▶ [Exercice]: Renvoyez sans aucune modification les lignes des données, de la ligne contenant « If you could locate the blurred » jusqu'à la ligne contenant « If you could locate the wristband » incluse, et rien d'autre.

▶ [Données fournies]:
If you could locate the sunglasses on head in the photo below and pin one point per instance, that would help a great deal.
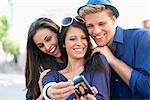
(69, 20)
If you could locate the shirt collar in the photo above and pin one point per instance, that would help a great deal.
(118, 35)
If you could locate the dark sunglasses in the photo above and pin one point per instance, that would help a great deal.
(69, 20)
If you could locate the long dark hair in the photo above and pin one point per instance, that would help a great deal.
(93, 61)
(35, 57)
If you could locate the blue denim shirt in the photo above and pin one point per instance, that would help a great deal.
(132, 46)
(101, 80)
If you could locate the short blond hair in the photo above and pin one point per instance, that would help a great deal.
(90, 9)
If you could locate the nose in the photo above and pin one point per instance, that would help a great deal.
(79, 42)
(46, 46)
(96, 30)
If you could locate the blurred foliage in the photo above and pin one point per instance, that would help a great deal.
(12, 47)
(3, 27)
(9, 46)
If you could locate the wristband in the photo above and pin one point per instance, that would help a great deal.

...

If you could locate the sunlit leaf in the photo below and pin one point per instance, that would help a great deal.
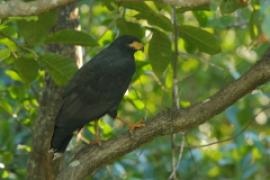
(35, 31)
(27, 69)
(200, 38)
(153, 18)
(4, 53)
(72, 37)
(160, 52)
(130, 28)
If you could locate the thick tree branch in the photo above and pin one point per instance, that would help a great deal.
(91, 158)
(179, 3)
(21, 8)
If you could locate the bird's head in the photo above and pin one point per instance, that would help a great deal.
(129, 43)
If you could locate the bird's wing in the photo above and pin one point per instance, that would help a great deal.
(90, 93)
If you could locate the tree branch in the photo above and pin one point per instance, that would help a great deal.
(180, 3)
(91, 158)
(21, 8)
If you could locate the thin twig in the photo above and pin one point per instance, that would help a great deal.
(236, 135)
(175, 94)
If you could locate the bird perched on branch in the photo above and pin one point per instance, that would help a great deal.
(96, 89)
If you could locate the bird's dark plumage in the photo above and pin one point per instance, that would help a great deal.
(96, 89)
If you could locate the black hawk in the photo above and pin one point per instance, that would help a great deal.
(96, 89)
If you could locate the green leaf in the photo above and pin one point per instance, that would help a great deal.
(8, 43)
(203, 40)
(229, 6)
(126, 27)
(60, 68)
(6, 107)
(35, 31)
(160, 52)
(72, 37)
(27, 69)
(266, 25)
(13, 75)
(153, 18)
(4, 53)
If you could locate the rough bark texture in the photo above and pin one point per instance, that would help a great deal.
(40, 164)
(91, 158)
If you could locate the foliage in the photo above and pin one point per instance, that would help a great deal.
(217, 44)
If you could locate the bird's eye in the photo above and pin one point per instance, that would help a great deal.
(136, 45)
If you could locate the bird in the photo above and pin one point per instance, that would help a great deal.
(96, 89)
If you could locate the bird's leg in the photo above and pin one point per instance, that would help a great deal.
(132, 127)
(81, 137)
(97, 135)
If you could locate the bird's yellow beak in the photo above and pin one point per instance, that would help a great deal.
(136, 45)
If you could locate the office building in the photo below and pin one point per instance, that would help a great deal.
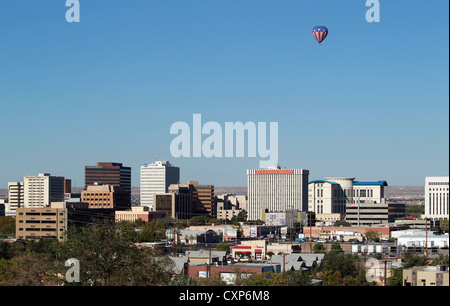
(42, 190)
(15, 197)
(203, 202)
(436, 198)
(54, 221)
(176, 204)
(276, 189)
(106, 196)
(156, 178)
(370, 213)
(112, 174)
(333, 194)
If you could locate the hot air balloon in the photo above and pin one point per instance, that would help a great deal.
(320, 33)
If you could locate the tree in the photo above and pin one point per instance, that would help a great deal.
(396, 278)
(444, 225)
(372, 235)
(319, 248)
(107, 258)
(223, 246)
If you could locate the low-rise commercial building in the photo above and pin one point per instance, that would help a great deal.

* * *

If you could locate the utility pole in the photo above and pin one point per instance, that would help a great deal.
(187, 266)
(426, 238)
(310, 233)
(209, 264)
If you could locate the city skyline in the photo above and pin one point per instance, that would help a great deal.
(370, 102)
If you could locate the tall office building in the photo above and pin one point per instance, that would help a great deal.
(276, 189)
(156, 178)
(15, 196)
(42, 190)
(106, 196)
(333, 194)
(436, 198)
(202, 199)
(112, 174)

▶ [Résultat]:
If you could locate the blurred foliage in the photo above and pin one point per instance, that would help a great deal.
(12, 47)
(3, 27)
(9, 46)
If you could locate the wristband in the photo above and pin one point per instance, that would help a great deal.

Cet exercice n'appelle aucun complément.